*Task to carry out*:
Starting at the line with "of the orange", return every line through the final one of the data, word for word. Pictures stay out.

*Record list*:
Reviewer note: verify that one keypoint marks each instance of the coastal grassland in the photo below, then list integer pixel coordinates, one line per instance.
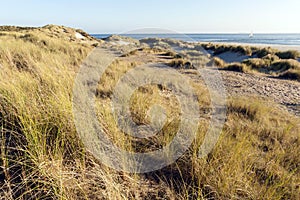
(267, 60)
(256, 157)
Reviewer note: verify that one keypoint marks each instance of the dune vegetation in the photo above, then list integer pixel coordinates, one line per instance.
(281, 64)
(42, 157)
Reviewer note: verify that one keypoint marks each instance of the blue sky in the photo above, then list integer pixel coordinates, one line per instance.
(188, 16)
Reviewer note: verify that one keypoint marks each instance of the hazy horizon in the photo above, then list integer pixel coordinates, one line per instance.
(213, 17)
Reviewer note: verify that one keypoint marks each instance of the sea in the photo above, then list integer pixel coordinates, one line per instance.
(270, 39)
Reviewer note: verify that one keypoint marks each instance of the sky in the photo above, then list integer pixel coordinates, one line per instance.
(183, 16)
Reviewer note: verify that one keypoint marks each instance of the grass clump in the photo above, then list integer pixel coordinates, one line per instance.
(257, 63)
(256, 157)
(218, 62)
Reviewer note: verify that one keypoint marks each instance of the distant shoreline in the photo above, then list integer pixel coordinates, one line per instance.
(282, 41)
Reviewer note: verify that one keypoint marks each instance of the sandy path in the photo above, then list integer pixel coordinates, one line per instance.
(284, 92)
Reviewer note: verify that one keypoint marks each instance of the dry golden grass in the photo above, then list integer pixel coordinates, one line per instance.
(257, 156)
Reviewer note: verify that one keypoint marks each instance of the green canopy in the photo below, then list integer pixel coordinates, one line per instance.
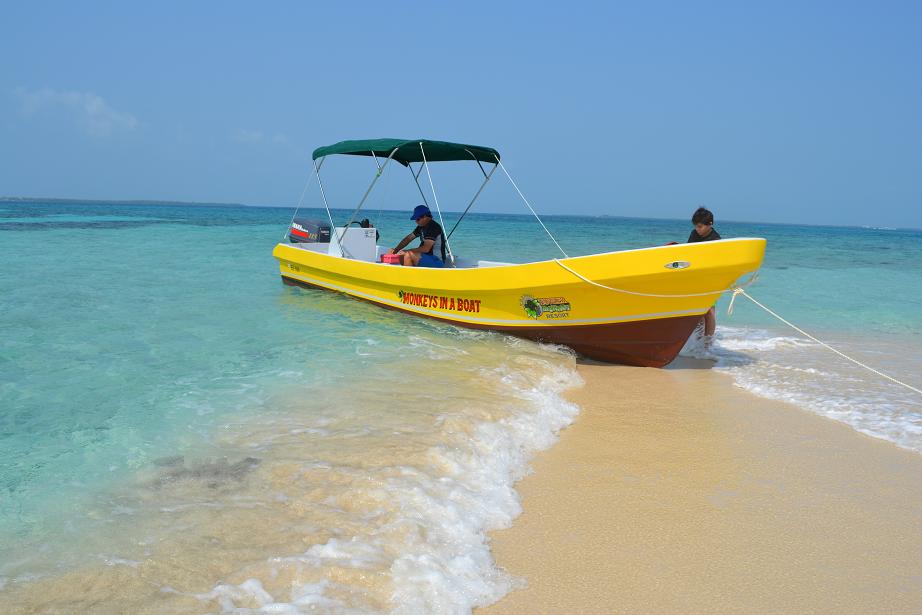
(409, 150)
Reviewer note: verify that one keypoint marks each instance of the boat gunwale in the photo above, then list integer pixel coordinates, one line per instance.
(552, 260)
(521, 322)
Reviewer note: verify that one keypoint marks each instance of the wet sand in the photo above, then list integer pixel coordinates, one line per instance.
(676, 492)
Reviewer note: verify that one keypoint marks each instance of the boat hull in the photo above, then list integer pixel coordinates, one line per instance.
(645, 343)
(636, 307)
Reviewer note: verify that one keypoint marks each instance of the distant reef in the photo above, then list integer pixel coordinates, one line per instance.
(29, 199)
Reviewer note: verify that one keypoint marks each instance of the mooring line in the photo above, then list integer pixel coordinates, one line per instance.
(739, 291)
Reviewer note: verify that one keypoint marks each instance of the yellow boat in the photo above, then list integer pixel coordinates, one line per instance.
(636, 307)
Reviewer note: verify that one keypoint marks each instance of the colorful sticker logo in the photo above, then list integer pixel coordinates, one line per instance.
(549, 307)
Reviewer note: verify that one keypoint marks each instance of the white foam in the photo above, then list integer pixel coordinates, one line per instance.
(440, 507)
(803, 373)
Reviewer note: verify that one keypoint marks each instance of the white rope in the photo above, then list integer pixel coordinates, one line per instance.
(740, 291)
(530, 208)
(438, 209)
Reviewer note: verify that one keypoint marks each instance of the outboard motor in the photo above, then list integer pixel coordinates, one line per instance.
(307, 230)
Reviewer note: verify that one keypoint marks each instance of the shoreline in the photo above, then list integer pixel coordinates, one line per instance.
(677, 492)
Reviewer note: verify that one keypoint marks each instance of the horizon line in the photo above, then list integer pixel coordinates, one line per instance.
(29, 199)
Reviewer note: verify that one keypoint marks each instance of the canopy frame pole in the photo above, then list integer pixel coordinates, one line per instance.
(537, 217)
(435, 198)
(339, 239)
(310, 176)
(416, 179)
(478, 162)
(477, 194)
(322, 193)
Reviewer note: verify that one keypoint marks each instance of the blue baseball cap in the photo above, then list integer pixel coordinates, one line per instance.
(420, 211)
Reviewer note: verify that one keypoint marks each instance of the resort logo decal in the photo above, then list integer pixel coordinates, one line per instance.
(454, 304)
(549, 307)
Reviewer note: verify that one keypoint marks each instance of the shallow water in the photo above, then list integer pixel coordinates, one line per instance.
(180, 431)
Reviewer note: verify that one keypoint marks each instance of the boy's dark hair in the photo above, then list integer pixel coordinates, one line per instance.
(702, 216)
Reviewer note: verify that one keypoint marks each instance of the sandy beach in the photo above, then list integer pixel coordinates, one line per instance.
(676, 492)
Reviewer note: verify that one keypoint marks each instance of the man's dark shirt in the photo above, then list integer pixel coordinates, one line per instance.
(695, 237)
(432, 231)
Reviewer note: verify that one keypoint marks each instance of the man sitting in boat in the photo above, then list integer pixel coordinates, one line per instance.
(704, 230)
(433, 242)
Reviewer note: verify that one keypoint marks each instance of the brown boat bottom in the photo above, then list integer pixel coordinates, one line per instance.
(645, 343)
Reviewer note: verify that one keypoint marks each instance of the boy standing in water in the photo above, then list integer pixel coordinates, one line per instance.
(704, 231)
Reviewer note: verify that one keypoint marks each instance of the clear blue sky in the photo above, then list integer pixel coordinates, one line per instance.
(788, 112)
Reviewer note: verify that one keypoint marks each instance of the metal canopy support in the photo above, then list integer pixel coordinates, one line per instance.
(381, 168)
(416, 179)
(486, 179)
(322, 193)
(530, 208)
(310, 176)
(436, 199)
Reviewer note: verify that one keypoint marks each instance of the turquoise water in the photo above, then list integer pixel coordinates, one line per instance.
(150, 353)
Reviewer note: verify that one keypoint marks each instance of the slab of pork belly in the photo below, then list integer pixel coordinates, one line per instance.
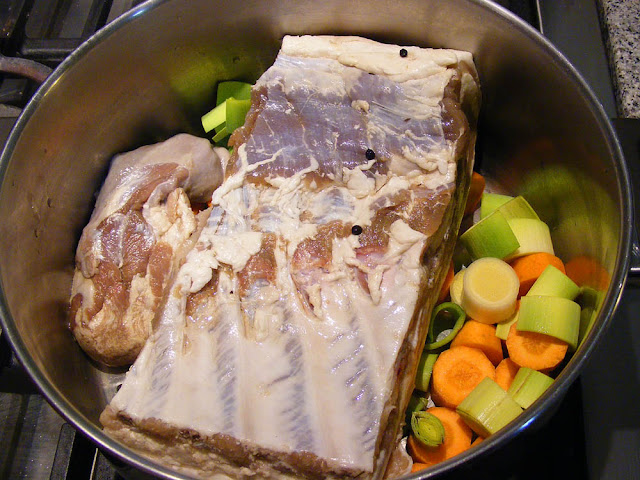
(141, 223)
(288, 344)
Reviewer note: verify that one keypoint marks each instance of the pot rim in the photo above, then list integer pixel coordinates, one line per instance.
(524, 421)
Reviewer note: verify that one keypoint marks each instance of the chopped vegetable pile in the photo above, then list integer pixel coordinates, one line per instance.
(508, 317)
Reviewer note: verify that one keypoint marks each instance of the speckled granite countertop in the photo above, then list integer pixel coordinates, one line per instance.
(621, 20)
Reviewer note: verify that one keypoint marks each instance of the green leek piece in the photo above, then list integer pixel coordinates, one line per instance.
(455, 290)
(533, 236)
(554, 283)
(427, 428)
(490, 237)
(233, 89)
(518, 208)
(236, 112)
(554, 316)
(226, 117)
(491, 201)
(446, 321)
(528, 385)
(488, 408)
(221, 134)
(502, 328)
(214, 118)
(425, 367)
(416, 404)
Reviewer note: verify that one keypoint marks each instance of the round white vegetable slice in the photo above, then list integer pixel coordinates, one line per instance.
(490, 290)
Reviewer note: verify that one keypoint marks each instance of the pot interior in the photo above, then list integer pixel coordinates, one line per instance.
(153, 73)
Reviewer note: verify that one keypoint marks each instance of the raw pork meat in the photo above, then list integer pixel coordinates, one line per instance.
(139, 229)
(289, 341)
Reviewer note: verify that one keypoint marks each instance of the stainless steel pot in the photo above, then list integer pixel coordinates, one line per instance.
(152, 73)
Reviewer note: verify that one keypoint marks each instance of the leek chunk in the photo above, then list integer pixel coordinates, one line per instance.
(488, 408)
(554, 316)
(552, 282)
(528, 385)
(490, 237)
(233, 89)
(214, 118)
(518, 208)
(232, 104)
(455, 290)
(532, 235)
(416, 404)
(446, 321)
(425, 368)
(502, 328)
(490, 290)
(491, 201)
(427, 428)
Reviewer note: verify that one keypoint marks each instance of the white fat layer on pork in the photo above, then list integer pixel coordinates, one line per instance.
(265, 369)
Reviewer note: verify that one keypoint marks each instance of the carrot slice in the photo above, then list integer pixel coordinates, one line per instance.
(535, 350)
(457, 439)
(476, 190)
(477, 441)
(482, 336)
(416, 467)
(587, 271)
(448, 280)
(530, 267)
(506, 372)
(456, 372)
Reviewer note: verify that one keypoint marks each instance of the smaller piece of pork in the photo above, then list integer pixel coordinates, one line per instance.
(140, 229)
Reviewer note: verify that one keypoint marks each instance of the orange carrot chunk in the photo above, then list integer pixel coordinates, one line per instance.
(506, 372)
(448, 280)
(482, 336)
(477, 441)
(475, 193)
(456, 372)
(535, 350)
(416, 467)
(530, 267)
(457, 439)
(586, 271)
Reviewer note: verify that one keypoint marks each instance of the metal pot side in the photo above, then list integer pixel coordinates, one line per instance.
(152, 73)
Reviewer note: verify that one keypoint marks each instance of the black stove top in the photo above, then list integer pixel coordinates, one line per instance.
(582, 440)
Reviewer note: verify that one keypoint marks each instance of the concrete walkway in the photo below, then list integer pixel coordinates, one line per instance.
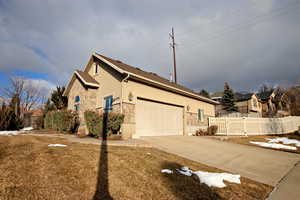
(263, 165)
(89, 140)
(288, 187)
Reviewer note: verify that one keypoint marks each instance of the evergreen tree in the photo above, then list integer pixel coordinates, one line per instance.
(228, 99)
(60, 101)
(204, 93)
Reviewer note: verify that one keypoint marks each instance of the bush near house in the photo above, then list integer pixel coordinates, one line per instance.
(61, 120)
(211, 130)
(95, 122)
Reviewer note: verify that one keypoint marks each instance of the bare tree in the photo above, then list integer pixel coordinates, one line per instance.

*Result of the exercise*:
Reviewer note: verify that one keypoint marks each instance of the orange carrot chunk in the photo above, then list integer pixel coordinates, one line per instance.
(506, 372)
(448, 280)
(482, 336)
(477, 441)
(475, 193)
(456, 372)
(535, 350)
(416, 467)
(530, 267)
(457, 439)
(586, 271)
Reviewer note: verify that one keypoint marks each instance of the metal pot side in the photo above, then list integer pixel coordinates, one line per instance.
(152, 73)
Reviewer note: verify that one keypoint marks each instance of the black stove top in the photo above, then list integer pixel coordinates, one line per instance.
(582, 440)
Reviewer note: verify that one keypoint marks each instance of the concrete walkway in the photo below, then list integer pixel coordinates, one line per instance.
(263, 165)
(89, 140)
(288, 187)
Reviewer note: verify that one keypoint marks each instance of the evergreen tree in the photo above, then list integer pixel coordinates, one line per instance.
(228, 99)
(60, 101)
(204, 93)
Reviewer note: verify that one keypoint marks each instance of the bush near house in the photo above, then list integer pixel coordinates, one line per instance.
(61, 120)
(211, 130)
(95, 122)
Reviewer note: verify that one keypoint marks each instance of the bare tree in the photo above, then list integer pixel coordinates, one line per instance.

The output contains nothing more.